**GOAL**
Please extract every line in the material below that contains the word "purple", and copy each one unchanged.

--- PROVIDED MATERIAL ---

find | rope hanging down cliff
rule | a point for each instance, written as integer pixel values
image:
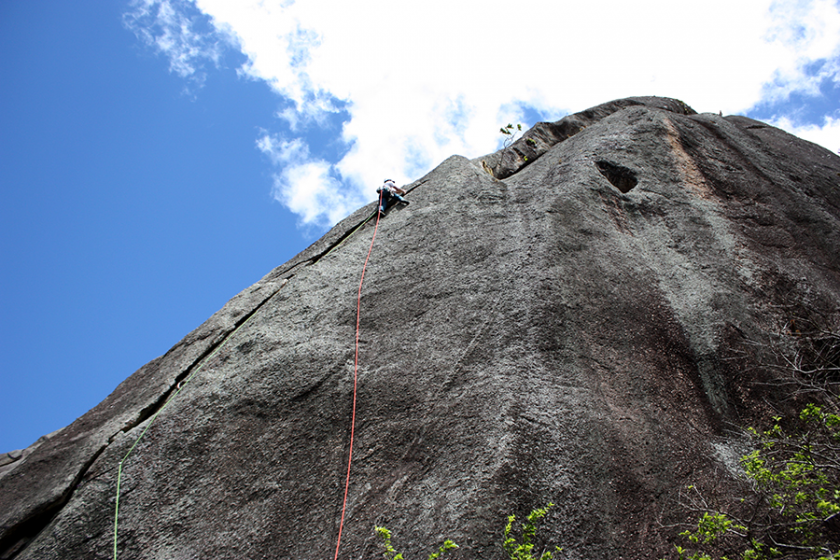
(356, 376)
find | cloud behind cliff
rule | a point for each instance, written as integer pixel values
(420, 82)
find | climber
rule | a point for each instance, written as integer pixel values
(389, 194)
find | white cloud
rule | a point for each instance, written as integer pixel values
(307, 186)
(166, 28)
(422, 81)
(827, 134)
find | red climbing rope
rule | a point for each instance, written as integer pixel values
(355, 379)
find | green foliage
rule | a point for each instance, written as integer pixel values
(391, 553)
(524, 550)
(515, 550)
(793, 510)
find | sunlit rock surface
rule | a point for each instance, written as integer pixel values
(571, 320)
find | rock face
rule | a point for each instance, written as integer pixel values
(568, 320)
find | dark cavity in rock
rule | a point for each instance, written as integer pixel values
(622, 178)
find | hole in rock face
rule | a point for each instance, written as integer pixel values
(622, 178)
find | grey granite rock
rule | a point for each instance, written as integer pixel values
(576, 332)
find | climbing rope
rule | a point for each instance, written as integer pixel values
(356, 379)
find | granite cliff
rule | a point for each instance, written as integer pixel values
(570, 320)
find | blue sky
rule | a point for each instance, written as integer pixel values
(159, 156)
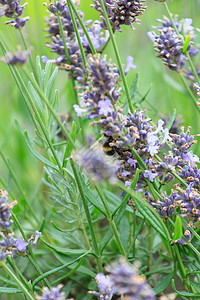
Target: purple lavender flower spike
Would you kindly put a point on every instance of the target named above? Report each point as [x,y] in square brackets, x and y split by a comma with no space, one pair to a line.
[125,281]
[105,107]
[169,45]
[105,290]
[151,176]
[19,58]
[37,236]
[130,64]
[98,165]
[53,293]
[7,242]
[184,240]
[21,245]
[121,12]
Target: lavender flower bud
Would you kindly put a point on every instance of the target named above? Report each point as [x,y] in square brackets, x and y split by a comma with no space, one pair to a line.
[121,12]
[105,290]
[53,293]
[17,59]
[12,8]
[125,281]
[98,166]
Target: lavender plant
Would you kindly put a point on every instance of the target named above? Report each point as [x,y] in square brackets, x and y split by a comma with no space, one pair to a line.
[115,184]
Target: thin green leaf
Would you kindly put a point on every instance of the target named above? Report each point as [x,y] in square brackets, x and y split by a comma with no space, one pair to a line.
[186,44]
[65,250]
[9,290]
[182,293]
[39,70]
[51,81]
[69,273]
[134,88]
[58,269]
[37,154]
[171,120]
[69,147]
[178,230]
[143,208]
[126,197]
[163,284]
[144,97]
[35,96]
[124,231]
[109,233]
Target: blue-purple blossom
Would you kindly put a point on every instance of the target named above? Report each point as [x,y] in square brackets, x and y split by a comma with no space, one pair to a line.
[38,234]
[13,10]
[105,290]
[190,158]
[121,12]
[130,64]
[197,88]
[185,239]
[52,294]
[7,241]
[169,45]
[19,58]
[125,281]
[98,166]
[21,245]
[105,107]
[150,175]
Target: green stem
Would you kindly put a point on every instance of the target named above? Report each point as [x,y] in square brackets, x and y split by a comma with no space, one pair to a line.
[37,115]
[111,221]
[132,246]
[134,232]
[77,34]
[181,268]
[26,48]
[19,187]
[64,41]
[150,244]
[43,97]
[9,271]
[117,56]
[17,271]
[71,74]
[32,258]
[186,54]
[19,87]
[85,205]
[189,92]
[83,27]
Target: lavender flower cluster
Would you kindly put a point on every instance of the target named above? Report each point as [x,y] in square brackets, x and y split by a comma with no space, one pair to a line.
[7,238]
[74,61]
[54,293]
[123,280]
[123,132]
[13,9]
[120,12]
[9,245]
[169,43]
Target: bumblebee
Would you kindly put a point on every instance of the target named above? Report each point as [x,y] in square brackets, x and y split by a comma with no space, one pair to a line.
[108,150]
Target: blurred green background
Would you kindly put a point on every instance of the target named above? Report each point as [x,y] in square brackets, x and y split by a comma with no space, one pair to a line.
[166,93]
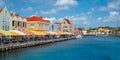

---

**WRITTEN ANSWER**
Target: purple lavender flower spike
Target: blue-purple blossom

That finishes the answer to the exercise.